◆ Directions for this task
Please copy the rows from the line with "the chair with" through the line with "column 251, row 294", with "scouting log" swapped for "survey log" and nothing else changed.

◆ Records for this exercise
● ● ● ●
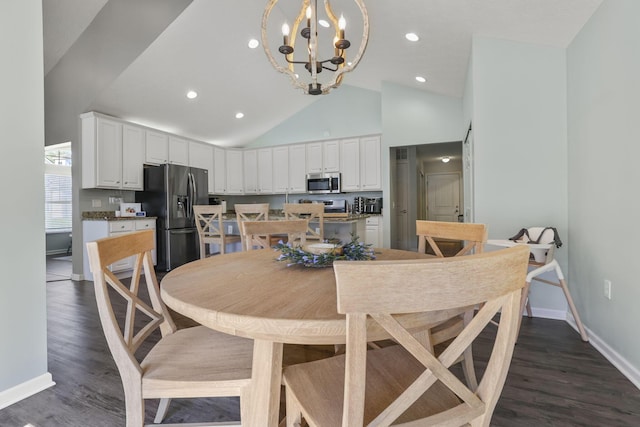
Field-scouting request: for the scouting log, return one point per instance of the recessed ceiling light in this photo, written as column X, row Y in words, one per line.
column 412, row 37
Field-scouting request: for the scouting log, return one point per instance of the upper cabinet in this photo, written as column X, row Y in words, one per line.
column 250, row 164
column 201, row 156
column 106, row 162
column 234, row 172
column 360, row 164
column 219, row 170
column 178, row 151
column 370, row 164
column 297, row 168
column 350, row 164
column 157, row 147
column 133, row 141
column 323, row 156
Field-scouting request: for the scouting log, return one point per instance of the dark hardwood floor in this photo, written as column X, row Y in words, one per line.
column 555, row 379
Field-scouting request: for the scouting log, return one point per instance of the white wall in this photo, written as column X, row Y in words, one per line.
column 23, row 328
column 346, row 111
column 520, row 146
column 603, row 91
column 412, row 117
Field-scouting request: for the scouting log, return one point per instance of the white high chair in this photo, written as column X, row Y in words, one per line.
column 542, row 242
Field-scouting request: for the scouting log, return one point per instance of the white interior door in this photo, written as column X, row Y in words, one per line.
column 402, row 205
column 443, row 197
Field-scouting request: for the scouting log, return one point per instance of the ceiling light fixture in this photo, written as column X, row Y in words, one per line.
column 412, row 37
column 306, row 25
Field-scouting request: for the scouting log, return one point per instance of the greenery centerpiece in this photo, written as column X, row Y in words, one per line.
column 323, row 254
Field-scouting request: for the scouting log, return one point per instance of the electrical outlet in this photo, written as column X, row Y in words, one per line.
column 607, row 289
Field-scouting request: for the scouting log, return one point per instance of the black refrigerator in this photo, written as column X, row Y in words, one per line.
column 170, row 191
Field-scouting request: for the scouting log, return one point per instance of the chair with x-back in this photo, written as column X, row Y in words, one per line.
column 183, row 363
column 406, row 383
column 209, row 223
column 257, row 234
column 466, row 238
column 312, row 212
column 250, row 212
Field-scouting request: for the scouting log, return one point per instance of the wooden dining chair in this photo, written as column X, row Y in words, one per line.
column 258, row 233
column 441, row 237
column 312, row 212
column 186, row 363
column 211, row 228
column 250, row 212
column 406, row 382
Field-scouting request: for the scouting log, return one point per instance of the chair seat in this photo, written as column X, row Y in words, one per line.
column 175, row 366
column 389, row 371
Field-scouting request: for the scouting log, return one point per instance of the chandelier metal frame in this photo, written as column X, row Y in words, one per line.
column 310, row 32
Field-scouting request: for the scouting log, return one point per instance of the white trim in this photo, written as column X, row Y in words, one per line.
column 25, row 389
column 546, row 313
column 623, row 365
column 616, row 359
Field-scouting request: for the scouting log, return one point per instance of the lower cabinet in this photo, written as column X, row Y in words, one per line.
column 373, row 231
column 98, row 229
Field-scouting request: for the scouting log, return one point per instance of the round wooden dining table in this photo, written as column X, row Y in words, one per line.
column 251, row 294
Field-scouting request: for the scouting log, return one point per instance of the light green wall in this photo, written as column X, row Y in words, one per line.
column 520, row 145
column 23, row 328
column 603, row 91
column 346, row 111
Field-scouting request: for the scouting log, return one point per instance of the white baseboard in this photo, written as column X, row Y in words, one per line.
column 627, row 369
column 25, row 389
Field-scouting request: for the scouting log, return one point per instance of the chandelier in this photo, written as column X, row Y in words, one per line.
column 320, row 53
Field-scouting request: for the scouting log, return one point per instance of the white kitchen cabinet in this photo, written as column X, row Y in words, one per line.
column 350, row 164
column 108, row 162
column 219, row 170
column 201, row 156
column 265, row 170
column 133, row 139
column 157, row 147
column 297, row 168
column 314, row 157
column 373, row 231
column 281, row 169
column 370, row 164
column 109, row 158
column 331, row 156
column 98, row 229
column 234, row 172
column 178, row 151
column 250, row 163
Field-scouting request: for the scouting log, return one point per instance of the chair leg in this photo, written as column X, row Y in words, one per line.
column 163, row 408
column 574, row 311
column 293, row 412
column 468, row 367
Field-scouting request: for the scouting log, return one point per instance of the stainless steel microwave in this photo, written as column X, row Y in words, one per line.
column 323, row 183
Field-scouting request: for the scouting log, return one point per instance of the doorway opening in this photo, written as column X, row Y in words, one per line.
column 423, row 187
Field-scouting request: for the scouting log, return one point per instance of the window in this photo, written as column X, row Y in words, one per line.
column 57, row 187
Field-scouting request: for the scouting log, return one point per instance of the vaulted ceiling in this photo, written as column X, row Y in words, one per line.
column 136, row 59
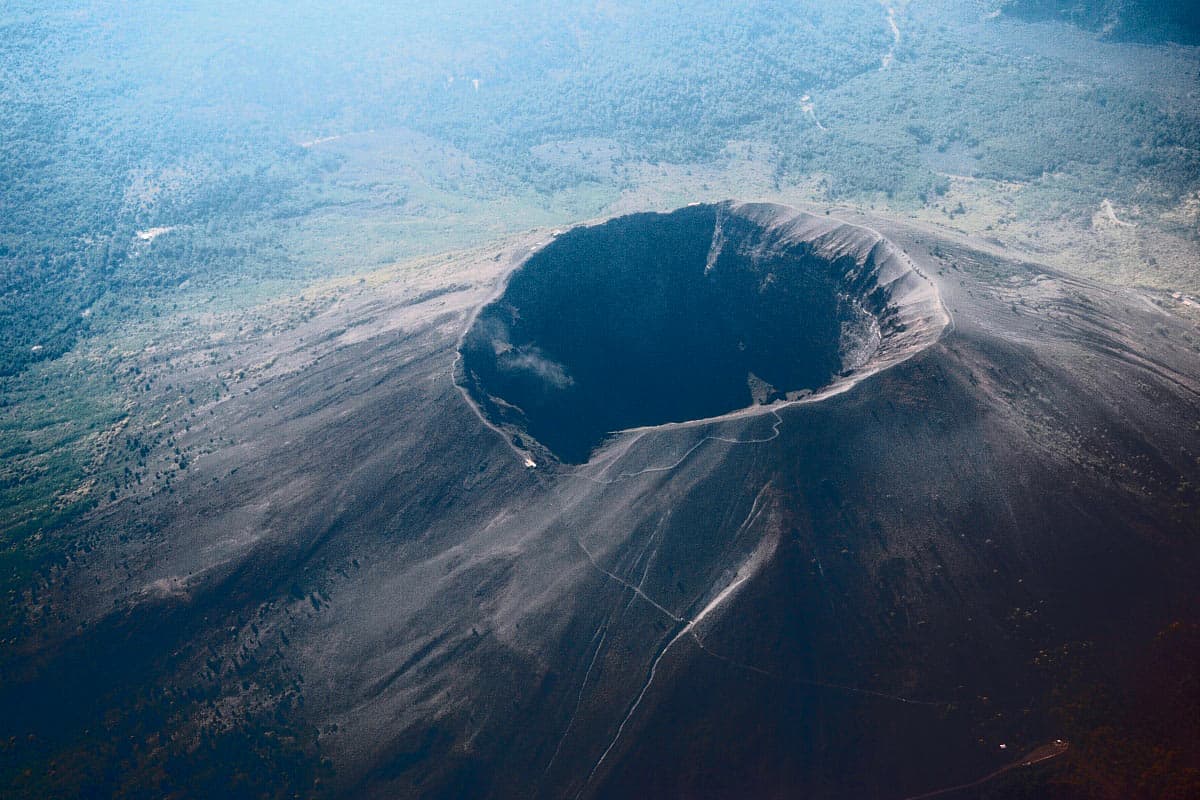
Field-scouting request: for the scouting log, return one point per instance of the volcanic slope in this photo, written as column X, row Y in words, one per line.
column 861, row 589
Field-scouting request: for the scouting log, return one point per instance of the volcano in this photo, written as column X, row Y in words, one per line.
column 737, row 500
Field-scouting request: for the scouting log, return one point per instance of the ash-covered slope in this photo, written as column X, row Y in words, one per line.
column 861, row 594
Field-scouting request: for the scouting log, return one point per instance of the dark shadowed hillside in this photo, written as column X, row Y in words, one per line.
column 1145, row 20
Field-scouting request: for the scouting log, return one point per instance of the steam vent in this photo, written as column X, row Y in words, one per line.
column 666, row 318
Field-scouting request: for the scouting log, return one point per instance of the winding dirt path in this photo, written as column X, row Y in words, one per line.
column 1043, row 753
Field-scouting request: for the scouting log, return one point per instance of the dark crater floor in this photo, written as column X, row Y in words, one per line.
column 657, row 318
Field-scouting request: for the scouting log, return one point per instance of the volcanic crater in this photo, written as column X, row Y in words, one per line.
column 667, row 318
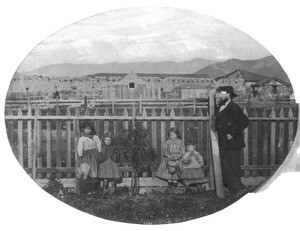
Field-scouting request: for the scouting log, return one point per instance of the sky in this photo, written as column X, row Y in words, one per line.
column 143, row 34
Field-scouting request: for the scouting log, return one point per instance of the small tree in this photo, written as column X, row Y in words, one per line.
column 132, row 145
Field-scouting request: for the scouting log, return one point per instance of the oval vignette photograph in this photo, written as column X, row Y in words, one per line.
column 150, row 115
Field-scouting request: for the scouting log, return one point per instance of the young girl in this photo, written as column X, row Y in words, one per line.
column 109, row 164
column 192, row 171
column 172, row 152
column 89, row 148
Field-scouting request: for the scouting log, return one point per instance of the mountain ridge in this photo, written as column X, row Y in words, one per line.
column 78, row 70
column 267, row 66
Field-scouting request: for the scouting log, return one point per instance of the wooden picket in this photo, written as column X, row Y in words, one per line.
column 20, row 139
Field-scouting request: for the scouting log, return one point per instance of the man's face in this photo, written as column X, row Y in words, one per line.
column 107, row 140
column 222, row 97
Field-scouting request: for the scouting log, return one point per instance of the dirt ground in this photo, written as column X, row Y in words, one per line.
column 156, row 207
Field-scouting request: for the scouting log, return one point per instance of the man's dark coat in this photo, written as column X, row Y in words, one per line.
column 231, row 120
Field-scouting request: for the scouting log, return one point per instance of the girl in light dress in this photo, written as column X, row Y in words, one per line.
column 192, row 168
column 109, row 170
column 88, row 148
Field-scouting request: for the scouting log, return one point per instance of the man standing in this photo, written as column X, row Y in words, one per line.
column 230, row 124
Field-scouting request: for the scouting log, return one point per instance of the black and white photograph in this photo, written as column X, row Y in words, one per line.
column 150, row 115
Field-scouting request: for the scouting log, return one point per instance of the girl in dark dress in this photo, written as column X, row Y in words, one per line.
column 109, row 170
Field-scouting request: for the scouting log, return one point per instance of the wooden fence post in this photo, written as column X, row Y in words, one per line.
column 246, row 149
column 254, row 143
column 172, row 115
column 29, row 138
column 153, row 129
column 291, row 128
column 273, row 133
column 163, row 129
column 39, row 141
column 49, row 143
column 125, row 123
column 265, row 141
column 106, row 122
column 281, row 154
column 215, row 149
column 181, row 125
column 34, row 156
column 144, row 114
column 97, row 122
column 68, row 143
column 20, row 139
column 58, row 142
column 76, row 132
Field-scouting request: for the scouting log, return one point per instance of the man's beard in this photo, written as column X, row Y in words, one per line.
column 221, row 102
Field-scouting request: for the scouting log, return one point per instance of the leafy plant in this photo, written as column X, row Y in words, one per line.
column 135, row 152
column 54, row 187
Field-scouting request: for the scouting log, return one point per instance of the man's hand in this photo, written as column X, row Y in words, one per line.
column 229, row 137
column 80, row 160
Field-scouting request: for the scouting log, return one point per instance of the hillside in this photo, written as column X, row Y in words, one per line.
column 77, row 70
column 267, row 66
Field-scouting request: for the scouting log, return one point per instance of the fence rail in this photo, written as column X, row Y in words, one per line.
column 45, row 144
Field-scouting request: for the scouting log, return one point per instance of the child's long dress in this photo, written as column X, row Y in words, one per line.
column 89, row 148
column 175, row 148
column 109, row 167
column 192, row 171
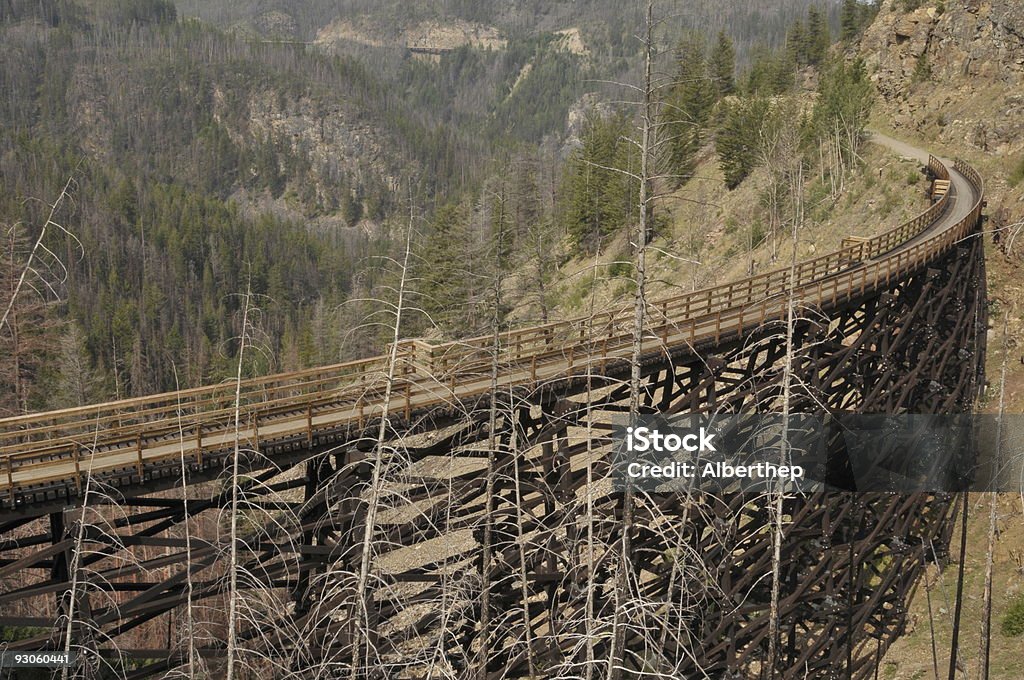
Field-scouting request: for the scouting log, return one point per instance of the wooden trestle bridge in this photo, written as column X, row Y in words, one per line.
column 498, row 546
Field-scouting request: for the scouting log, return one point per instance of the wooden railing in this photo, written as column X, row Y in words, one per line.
column 60, row 445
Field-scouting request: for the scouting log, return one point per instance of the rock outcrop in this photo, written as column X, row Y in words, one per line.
column 953, row 69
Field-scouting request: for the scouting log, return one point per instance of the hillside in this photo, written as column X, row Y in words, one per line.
column 199, row 166
column 950, row 75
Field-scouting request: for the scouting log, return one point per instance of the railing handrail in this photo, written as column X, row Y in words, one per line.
column 351, row 386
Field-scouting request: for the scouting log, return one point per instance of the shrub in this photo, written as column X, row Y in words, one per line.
column 1017, row 176
column 1013, row 620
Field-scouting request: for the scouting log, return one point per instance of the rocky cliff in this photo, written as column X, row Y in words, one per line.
column 952, row 70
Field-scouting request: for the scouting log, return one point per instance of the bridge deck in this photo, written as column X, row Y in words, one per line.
column 58, row 449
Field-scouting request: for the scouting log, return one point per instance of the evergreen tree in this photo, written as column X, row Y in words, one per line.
column 737, row 138
column 443, row 266
column 796, row 42
column 77, row 383
column 771, row 72
column 817, row 37
column 598, row 195
column 850, row 20
column 687, row 108
column 722, row 65
column 845, row 99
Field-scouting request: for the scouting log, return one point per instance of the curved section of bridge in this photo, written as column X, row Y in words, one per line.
column 497, row 486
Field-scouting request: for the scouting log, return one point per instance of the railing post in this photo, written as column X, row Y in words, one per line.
column 78, row 468
column 199, row 443
column 309, row 425
column 10, row 480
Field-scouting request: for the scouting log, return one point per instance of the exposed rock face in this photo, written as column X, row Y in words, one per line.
column 969, row 66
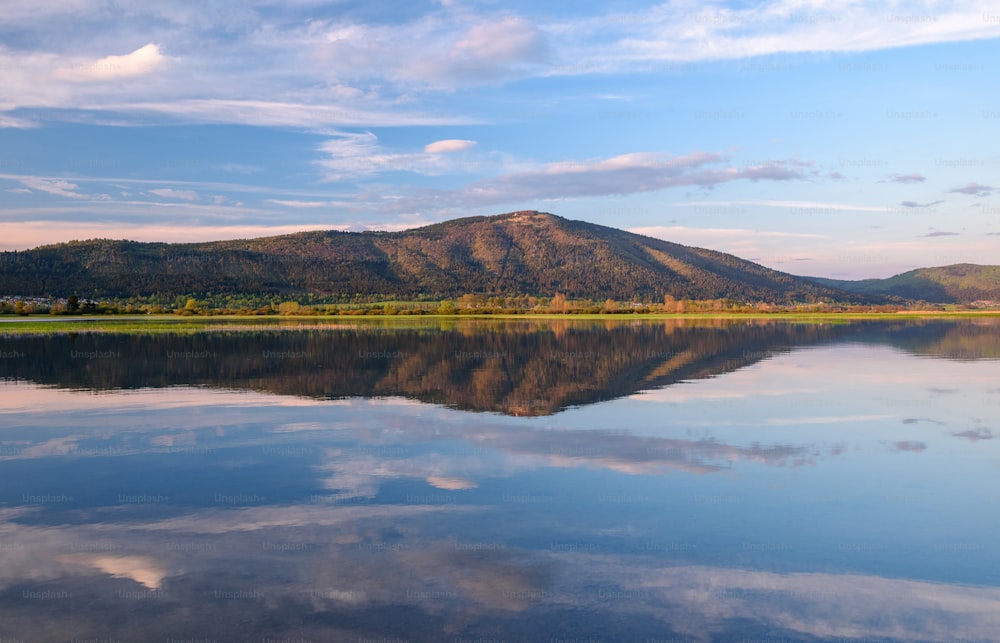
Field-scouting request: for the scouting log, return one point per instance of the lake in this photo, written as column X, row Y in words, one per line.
column 503, row 480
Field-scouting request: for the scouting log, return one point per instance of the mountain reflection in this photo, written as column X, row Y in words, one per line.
column 514, row 367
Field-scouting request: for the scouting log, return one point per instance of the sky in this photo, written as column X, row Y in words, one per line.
column 847, row 139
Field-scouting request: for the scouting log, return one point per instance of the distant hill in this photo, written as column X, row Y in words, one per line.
column 958, row 283
column 530, row 253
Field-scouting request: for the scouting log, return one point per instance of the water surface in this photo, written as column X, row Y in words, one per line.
column 508, row 480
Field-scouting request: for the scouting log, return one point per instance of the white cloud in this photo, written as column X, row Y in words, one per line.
column 678, row 32
column 244, row 65
column 354, row 155
column 619, row 175
column 170, row 193
column 448, row 145
column 16, row 123
column 142, row 61
column 58, row 187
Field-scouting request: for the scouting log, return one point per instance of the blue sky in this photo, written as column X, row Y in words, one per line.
column 849, row 139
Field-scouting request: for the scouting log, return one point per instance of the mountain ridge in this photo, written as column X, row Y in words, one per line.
column 516, row 253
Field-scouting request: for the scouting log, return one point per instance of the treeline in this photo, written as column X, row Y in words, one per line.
column 469, row 304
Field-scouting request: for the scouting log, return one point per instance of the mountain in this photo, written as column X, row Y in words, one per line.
column 958, row 283
column 529, row 253
column 515, row 367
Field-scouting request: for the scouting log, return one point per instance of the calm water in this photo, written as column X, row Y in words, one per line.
column 515, row 481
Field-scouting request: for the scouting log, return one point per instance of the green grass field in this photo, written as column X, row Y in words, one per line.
column 43, row 324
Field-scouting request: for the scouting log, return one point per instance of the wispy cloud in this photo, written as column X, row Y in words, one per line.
column 275, row 65
column 680, row 32
column 142, row 61
column 973, row 189
column 908, row 178
column 619, row 175
column 448, row 146
column 171, row 193
column 355, row 155
column 57, row 187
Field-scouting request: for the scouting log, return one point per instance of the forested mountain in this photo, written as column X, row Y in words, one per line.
column 957, row 283
column 515, row 367
column 529, row 253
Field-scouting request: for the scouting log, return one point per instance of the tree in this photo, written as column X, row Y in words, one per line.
column 289, row 307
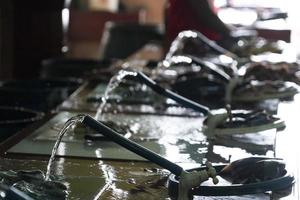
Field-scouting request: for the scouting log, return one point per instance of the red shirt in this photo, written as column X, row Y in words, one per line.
column 182, row 17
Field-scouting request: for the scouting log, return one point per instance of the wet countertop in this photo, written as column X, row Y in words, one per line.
column 103, row 170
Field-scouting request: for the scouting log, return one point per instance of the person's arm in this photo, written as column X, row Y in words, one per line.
column 206, row 16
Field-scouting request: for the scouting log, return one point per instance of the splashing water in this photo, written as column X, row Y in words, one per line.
column 114, row 82
column 72, row 121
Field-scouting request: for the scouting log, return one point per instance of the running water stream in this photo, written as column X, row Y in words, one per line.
column 113, row 84
column 67, row 126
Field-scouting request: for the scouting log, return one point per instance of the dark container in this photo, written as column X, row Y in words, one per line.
column 72, row 68
column 14, row 119
column 40, row 95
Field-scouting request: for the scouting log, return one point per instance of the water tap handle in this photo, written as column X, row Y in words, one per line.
column 211, row 171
● ● ● ●
◆ Finished exercise
Field-scouting request: for the survey log, return one point per instance of the chair with x-back in this photo, written as column X, row Y in words, one per line.
column 183, row 363
column 406, row 383
column 209, row 223
column 257, row 234
column 466, row 238
column 312, row 212
column 250, row 212
Field-scouting request: for the survey log, return one point per instance of the wooden dining chair in this photo, written as column X, row Y in words, one per line.
column 258, row 233
column 441, row 237
column 312, row 212
column 186, row 363
column 211, row 228
column 250, row 212
column 406, row 382
Field-scouting request: for the survey log, return one point per instance of the chair seat in this photo, written as column X, row Y in words, one per line.
column 175, row 366
column 389, row 371
Field-scouting request: for the survey log, return one point per instance of the chandelier metal frame in this photo, written as column X, row Y in words, one per line.
column 310, row 32
Field-scouting request: for the survey log, return one point per instance of the white trim in this photo, written as column X, row Y in words, one per line.
column 25, row 389
column 546, row 313
column 623, row 365
column 616, row 359
Field-scouting request: for the survey log, return one point per instance of the lower cabinet in this photo, written as column X, row Y in words, one per line.
column 373, row 231
column 98, row 229
Field-scouting request: for the survey log, return one point per instance of the round wooden dining table in this photo, written as column X, row Y in words, one per line.
column 251, row 294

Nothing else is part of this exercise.